- _WHAT IS EXPECTED_: Reproduce the rows below, swapping every "keypoint" for "marker" and leaving all other text unchanged.

Stored data entries

+ + + + +

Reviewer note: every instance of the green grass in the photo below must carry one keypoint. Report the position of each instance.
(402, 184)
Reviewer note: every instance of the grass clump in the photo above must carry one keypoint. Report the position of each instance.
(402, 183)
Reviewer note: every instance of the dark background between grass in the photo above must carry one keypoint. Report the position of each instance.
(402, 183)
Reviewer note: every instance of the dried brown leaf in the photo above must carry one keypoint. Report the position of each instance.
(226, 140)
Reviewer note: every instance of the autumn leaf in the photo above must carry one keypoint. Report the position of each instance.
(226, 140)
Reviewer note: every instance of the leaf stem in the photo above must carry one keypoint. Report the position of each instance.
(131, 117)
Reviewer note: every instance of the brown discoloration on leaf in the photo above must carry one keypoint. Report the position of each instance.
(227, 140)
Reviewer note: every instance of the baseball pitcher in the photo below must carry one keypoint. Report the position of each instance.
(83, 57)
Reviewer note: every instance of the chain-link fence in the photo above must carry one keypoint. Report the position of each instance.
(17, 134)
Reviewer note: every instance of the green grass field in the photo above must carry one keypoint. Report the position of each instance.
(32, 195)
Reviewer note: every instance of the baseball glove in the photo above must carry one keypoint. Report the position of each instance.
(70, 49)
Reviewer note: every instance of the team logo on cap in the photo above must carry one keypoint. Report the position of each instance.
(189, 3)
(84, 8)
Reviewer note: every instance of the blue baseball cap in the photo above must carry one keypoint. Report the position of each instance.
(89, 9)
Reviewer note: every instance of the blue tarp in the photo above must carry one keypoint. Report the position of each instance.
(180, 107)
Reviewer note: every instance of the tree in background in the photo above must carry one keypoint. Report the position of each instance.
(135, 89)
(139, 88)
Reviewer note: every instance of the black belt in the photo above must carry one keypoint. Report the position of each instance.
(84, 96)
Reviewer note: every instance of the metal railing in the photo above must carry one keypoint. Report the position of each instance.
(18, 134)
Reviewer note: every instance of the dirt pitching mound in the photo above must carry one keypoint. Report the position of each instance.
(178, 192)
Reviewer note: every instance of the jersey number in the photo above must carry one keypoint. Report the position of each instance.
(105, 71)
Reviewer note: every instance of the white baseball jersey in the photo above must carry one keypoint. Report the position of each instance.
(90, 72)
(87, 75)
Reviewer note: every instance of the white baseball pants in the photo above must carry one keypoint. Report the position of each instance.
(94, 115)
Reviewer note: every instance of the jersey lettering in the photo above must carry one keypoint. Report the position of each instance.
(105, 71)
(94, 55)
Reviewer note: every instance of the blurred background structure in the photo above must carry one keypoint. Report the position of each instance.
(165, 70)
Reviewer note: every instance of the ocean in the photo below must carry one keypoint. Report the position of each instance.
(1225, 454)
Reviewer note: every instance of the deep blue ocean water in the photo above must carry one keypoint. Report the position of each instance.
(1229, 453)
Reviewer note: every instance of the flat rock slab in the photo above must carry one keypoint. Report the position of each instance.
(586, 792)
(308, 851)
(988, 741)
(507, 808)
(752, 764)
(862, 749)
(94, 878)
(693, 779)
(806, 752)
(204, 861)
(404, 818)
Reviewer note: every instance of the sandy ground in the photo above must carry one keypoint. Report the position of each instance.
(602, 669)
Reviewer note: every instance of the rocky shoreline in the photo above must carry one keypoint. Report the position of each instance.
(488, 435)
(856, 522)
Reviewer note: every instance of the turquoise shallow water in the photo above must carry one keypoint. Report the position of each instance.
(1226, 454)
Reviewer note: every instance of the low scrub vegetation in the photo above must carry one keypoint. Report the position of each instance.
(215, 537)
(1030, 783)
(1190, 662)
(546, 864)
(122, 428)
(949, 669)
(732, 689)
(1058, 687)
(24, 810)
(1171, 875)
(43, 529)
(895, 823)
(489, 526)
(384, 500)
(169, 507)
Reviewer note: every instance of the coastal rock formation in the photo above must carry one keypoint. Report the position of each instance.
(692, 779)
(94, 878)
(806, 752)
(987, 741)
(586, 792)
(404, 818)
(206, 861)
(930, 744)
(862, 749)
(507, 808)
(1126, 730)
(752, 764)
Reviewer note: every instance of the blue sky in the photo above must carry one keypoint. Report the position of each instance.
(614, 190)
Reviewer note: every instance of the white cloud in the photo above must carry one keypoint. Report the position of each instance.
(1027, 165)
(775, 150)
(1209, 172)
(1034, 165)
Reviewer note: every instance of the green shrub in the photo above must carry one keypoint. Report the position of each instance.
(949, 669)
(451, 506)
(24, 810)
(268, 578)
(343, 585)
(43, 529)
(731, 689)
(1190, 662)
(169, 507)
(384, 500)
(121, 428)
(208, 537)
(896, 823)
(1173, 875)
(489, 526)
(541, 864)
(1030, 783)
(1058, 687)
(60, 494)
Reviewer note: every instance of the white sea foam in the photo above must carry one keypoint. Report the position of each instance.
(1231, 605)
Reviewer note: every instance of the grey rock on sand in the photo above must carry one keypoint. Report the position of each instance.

+ + + + +

- _RESULT FOR THIS TASK_:
Reviewer note: every instance of the green grass in the photo below must carry one marker. Report the position of each instance.
(402, 184)
Reviewer note: every instance of the grass clump in the photo above must carry one marker. Report the position of each instance.
(402, 183)
Reviewer note: every instance of the dark background between grass in the photo above must carry one marker. Report the position of each instance.
(402, 183)
Reviewer note: every instance of the dried brown leaf in the photo above must carry one marker. Report the position of each instance.
(226, 140)
Reviewer note: every instance of the autumn leaf in the photo above must carry one marker. Report the position of each instance.
(226, 140)
Reviewer note: every instance of the leaf stem in the photo above must carry one marker. Report the position of each instance.
(131, 117)
Reviewer note: every instance of the brown discoloration on leaf in the photo above must carry one marker. Report the position of each instance.
(227, 140)
Reviewer note: every instance of the baseball pitcher in the photo below must carry one marker. Report the position of each instance.
(83, 57)
Reviewer note: every instance of the chain-link fence in the photo above must carry one marker. Report the position of each instance.
(17, 134)
Reviewer note: every instance of the green grass field in the photo above must carry one marker. Report the position of each instance.
(32, 195)
Reviewer note: every instance of the baseball glove in the photo above must carry one marker. Report the position of each instance.
(70, 49)
Reviewer note: every instance of the team logo on cap in the photo above must carry one marker. Report the position of each instance.
(189, 3)
(84, 8)
Reviewer note: every instance of the blue baseball cap in the photo above must carry one marker. Report the position of each instance.
(89, 9)
Reviewer note: every instance of the blue tarp in the photo above must carry one marker. Report the position of each instance.
(180, 107)
Reviewer note: every instance of the tree in background in the photo above must carry one marker. Report the position of each instance.
(135, 89)
(139, 88)
Reviewer note: every instance of the black belt in the photo above must carry one marker. Report the position of each instance.
(84, 96)
Reviewer note: every instance of the metal railing in the photo above must carry one marker. Report the position of each instance.
(18, 134)
Reviewer note: every instance of the dirt pitching mound in the photo above must carry one marker. Report the position of each instance.
(178, 192)
Reviewer note: every instance of the jersey number in the photo above must carry one marker. Report the position of each instance.
(105, 71)
Reviewer note: every instance of the white baseball jersey in the photo above must carry one marker. Report the position of each instance.
(90, 72)
(87, 75)
Reviewer note: every instance of the white baseball pants in the photo above must carry one marker. Report the position of each instance.
(94, 115)
Reviewer note: every instance of the jersey lettering in the photo above must carry one marker. Report the position of each instance.
(105, 71)
(94, 55)
Reviewer note: every instance of the blurred background structure in the photo above must carry one marker. Report the position of each instance.
(165, 70)
Reviewer note: every instance of the ocean in the photo below must carry one marker. Report the position of each instance.
(1225, 454)
Reviewer note: every instance of the deep blue ocean water in the photo above must carry one marker. Report the position of each instance.
(1229, 453)
Reviewer note: every instance of the flat rock slab in the photo above must carry one marker. Report the position of each instance.
(586, 792)
(308, 851)
(988, 741)
(507, 808)
(752, 764)
(862, 749)
(94, 878)
(693, 779)
(806, 752)
(204, 861)
(404, 818)
Reviewer note: every instance of the sandy ground in the photo above must carry one marker. Report the position of each instance.
(602, 669)
Reviewer note: every instance of the rocky shoreline in the photo above must carry one marker. Report the position of each instance.
(488, 435)
(856, 522)
Reviewer note: every instance of the turquoise shallow water in the photo above must carry one marker. Report the position of each instance.
(1226, 454)
Reviewer note: every instance of the low scrub vegetation in the photo above must carry one marker. Report the position of each instance.
(215, 537)
(1030, 783)
(1190, 662)
(546, 864)
(122, 428)
(949, 669)
(732, 689)
(1058, 687)
(24, 810)
(1171, 875)
(43, 529)
(895, 823)
(489, 526)
(384, 500)
(169, 507)
Reviewer note: every instance of the coastal rock formation in the photo above must carry one marker. Report the position of each instance.
(692, 779)
(94, 878)
(806, 752)
(987, 741)
(586, 792)
(404, 818)
(206, 861)
(930, 744)
(862, 749)
(507, 808)
(1126, 730)
(752, 764)
Reviewer note: every instance of the blue sky in the photo above must carry one marker. Report the position of each instance.
(614, 190)
Reviewer note: every instance of the white cloud in the photo above must carry one marker. Report the position of each instance.
(1027, 165)
(775, 150)
(1209, 172)
(1034, 165)
Reviewer note: every instance of the green shrub in the photo above must carry one marker. Report the position of each instance.
(949, 669)
(451, 506)
(24, 810)
(268, 578)
(343, 585)
(43, 529)
(731, 689)
(1190, 662)
(169, 507)
(384, 500)
(121, 428)
(208, 537)
(896, 823)
(1173, 875)
(489, 526)
(541, 864)
(1030, 783)
(1058, 687)
(60, 494)
Reviewer note: every instance of the white sea foam in the photo above must carry one marker. Report the position of each instance.
(1231, 605)
Reviewer note: every instance of the grey rock on sand in the photo above must carry one marker. Report the position of each instance.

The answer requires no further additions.